# Study text:

━━━━━━━━━━━━━━━━━━━━

Stravinsky wrote Movements for pianist Margrit Weber, who premiered it at a Stravinsky Festival in New York's Town Hall on January 10, 1960, with the composer conducting. It was commissioned for $15,000 by Swiss industrialist Karl Weber, Margrit Weber's husband. Weber had asked for a work of between 15 and 20 minutes in length, but Stravinsky initially produced a compressed piece lasting barely half as long. According to a diary entry by biographer/assistant Robert Craft, in response to a letter received from the Webers (17 April 1959) Stravinsky said "I think I will have to add another minute or two of music," to which Vera replied "So much for 'all-encompassing conceptions of form.' The artist simply makes it up as he goes along."

== Analysis ==
Stravinsky breaks the orchestra down into chamber-sized sections with the piano acting as a pivot between these, creating the type of subtle and gestural textures favored by Webern in his Concerto for Nine Instruments (Op. 24) and Variations for Orchestra (Op. 30), the latter a work much admired by Stravinsky.

The highly constructed nature of the twelve-tone idiom he uses draws all its thematic material from one tone-row, which the piano gives in one non-linear gesture right at the opening: E F B A A♮ D C B♮ C F G and F♮.

As it turns out, this tone-row will be presented complete only a couple of times. Mostly it is broken into small bits and served in slightly varied orderings. The technique of Klangfarbenmelodie can thus clearly be heard, particularly in the opening of the piece, whose gestural phrase mimics that of Webern's Op. 24.

Stravinsky himself described the harmonic structure of Movements as "anti-tonal". Traditional references to triadic harmonic structures are banished in favor of a near-total line-based idiom, and conventional ostinati and harmonic considerations are replaced by an atonal contrapuntal texture characterized by gestures, inner unity, and adherence to serial forms more pervasive than before in Stravinsky's career.

━━━━━━━━━━━━━━━━━━━━

# Extracted records:

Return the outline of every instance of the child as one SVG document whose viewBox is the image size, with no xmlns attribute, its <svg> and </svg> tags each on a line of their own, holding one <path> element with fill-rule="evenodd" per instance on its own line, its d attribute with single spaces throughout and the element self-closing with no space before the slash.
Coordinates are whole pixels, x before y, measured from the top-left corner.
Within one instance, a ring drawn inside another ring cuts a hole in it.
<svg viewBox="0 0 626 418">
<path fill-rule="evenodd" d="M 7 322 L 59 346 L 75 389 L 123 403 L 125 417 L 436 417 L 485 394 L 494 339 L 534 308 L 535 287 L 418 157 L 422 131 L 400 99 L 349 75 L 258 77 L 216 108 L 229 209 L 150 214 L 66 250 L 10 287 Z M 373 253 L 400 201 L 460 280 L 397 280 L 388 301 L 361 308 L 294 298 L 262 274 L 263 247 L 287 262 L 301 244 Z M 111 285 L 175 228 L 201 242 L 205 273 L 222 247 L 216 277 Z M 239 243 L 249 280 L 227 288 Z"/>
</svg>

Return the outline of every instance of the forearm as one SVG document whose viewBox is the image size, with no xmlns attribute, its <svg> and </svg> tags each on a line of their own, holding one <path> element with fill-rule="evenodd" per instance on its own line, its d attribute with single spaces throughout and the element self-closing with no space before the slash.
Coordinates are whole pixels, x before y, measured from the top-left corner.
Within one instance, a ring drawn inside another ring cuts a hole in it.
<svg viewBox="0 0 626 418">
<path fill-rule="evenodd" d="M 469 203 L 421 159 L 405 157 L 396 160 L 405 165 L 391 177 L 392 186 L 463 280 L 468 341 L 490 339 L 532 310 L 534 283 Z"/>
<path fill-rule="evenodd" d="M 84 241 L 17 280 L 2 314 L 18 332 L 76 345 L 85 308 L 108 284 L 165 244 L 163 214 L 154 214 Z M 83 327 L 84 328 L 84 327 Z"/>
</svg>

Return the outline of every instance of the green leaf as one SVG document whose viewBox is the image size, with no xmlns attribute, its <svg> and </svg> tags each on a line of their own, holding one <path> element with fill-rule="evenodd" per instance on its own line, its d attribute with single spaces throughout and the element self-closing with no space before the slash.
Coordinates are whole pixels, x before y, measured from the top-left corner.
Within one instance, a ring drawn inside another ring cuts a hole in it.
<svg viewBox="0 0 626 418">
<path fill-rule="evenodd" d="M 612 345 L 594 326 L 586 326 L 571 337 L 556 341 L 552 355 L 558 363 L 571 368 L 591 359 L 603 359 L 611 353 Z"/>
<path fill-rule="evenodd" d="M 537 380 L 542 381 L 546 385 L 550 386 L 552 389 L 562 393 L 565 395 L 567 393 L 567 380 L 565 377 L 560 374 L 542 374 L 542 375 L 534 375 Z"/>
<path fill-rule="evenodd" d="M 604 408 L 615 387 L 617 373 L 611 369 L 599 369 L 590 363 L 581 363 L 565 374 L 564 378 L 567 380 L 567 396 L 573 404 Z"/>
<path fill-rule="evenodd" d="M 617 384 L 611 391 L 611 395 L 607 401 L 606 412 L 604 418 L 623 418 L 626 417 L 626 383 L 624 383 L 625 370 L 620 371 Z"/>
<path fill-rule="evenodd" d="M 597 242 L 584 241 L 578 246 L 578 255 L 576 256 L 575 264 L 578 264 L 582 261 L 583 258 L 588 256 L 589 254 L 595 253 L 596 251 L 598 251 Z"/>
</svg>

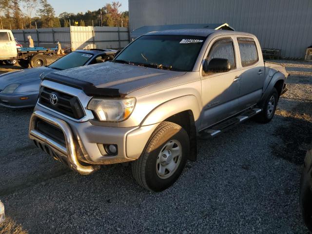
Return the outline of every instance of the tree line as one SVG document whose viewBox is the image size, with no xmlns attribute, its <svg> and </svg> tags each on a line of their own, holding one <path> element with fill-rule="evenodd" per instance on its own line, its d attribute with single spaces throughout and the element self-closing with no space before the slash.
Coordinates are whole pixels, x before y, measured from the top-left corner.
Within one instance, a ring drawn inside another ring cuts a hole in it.
<svg viewBox="0 0 312 234">
<path fill-rule="evenodd" d="M 84 13 L 63 12 L 58 17 L 47 0 L 0 0 L 0 29 L 22 29 L 74 26 L 127 27 L 128 11 L 118 1 Z"/>
</svg>

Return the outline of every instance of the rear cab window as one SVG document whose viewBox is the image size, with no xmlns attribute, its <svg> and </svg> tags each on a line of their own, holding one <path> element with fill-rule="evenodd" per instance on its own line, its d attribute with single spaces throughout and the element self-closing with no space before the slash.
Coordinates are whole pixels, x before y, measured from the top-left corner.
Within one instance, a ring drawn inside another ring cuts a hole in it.
<svg viewBox="0 0 312 234">
<path fill-rule="evenodd" d="M 10 41 L 9 34 L 7 32 L 0 32 L 0 41 Z"/>
<path fill-rule="evenodd" d="M 254 40 L 249 38 L 238 38 L 237 42 L 242 66 L 246 67 L 256 63 L 259 57 Z"/>
</svg>

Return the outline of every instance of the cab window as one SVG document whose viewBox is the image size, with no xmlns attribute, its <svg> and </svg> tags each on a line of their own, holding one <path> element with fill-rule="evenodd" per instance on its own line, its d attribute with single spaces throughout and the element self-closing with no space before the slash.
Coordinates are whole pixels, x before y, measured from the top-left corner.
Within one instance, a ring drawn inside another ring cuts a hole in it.
<svg viewBox="0 0 312 234">
<path fill-rule="evenodd" d="M 237 38 L 242 66 L 246 67 L 254 64 L 259 60 L 257 47 L 254 39 Z"/>
<path fill-rule="evenodd" d="M 234 46 L 231 38 L 223 38 L 214 42 L 207 57 L 208 64 L 213 58 L 226 58 L 230 62 L 231 69 L 236 67 Z"/>
<path fill-rule="evenodd" d="M 10 41 L 9 35 L 6 32 L 0 32 L 0 41 Z"/>
<path fill-rule="evenodd" d="M 105 58 L 102 55 L 100 55 L 95 58 L 90 63 L 90 64 L 95 64 L 96 63 L 101 63 L 105 61 Z"/>
</svg>

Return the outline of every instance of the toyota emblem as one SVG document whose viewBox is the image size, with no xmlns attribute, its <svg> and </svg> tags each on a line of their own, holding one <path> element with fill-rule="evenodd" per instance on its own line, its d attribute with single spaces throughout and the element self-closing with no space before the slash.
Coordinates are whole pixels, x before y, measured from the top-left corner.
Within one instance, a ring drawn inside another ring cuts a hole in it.
<svg viewBox="0 0 312 234">
<path fill-rule="evenodd" d="M 55 94 L 51 94 L 50 95 L 50 102 L 51 102 L 51 104 L 55 106 L 58 104 L 58 99 L 57 95 Z"/>
</svg>

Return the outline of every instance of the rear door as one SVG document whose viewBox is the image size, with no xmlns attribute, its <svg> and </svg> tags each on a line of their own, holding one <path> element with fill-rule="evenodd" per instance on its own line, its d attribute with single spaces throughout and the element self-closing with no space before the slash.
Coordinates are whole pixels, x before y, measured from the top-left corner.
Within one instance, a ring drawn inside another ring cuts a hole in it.
<svg viewBox="0 0 312 234">
<path fill-rule="evenodd" d="M 15 40 L 9 31 L 0 31 L 0 59 L 15 58 L 17 50 Z"/>
<path fill-rule="evenodd" d="M 212 40 L 208 49 L 208 63 L 214 58 L 226 58 L 231 64 L 231 69 L 219 73 L 201 73 L 202 129 L 237 113 L 241 84 L 240 68 L 237 66 L 234 39 L 228 35 L 217 37 Z"/>
<path fill-rule="evenodd" d="M 254 39 L 237 38 L 241 66 L 241 87 L 238 100 L 240 111 L 257 103 L 262 95 L 265 70 L 263 59 L 259 56 L 260 45 Z"/>
</svg>

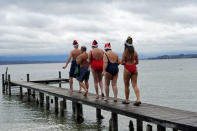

━━━━━━━━━━━━━━━━━━━━

# What to work on:
In the text on Stravinsky's Movements, who commissioned the piece, and for what fee?

# Exercise answer:
Swiss industrialist Karl Weber, Margrit Weber's husband, commissioned it for $15,000.